> **REQUIREMENT**
In the material below, reproduce only the part that opens with the line containing "Each <instance> block describes" and closes with the line containing "positive clicks: (600, 639) (606, 648)", changing "approximate" to "loose" and leaving everything else unaltered.

> **ENTRIES SHOWN**
+---+
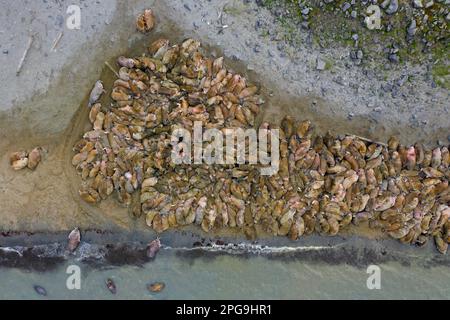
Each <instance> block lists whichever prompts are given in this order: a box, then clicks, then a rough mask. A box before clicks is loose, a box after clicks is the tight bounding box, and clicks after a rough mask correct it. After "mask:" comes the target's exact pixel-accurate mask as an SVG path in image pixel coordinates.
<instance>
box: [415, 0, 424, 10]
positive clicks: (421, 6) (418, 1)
+---+
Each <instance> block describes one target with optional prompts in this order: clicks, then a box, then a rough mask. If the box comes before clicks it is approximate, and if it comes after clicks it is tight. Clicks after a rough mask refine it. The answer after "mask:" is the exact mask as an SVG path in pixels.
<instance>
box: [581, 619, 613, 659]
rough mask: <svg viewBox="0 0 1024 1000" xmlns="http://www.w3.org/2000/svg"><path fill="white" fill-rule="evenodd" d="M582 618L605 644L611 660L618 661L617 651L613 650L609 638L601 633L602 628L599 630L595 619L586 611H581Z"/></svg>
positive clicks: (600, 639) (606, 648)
+---+
> **REPLY TO THE TASK**
Each <instance> block describes one target with optional prompts in this order: clicks, then a box, then a rough mask. If the box comes before clicks it is loose, and if it comes after clicks it is tight. Clicks after a rough mask refine it. The answer after "mask:" is the exact mask as an SVG path in pixels.
<instance>
box: [581, 619, 613, 659]
rough mask: <svg viewBox="0 0 1024 1000" xmlns="http://www.w3.org/2000/svg"><path fill="white" fill-rule="evenodd" d="M582 618L605 644L611 660L618 661L617 651L613 650L609 638L601 633L602 628L599 630L595 619L586 611H581Z"/></svg>
positive clicks: (600, 639) (606, 648)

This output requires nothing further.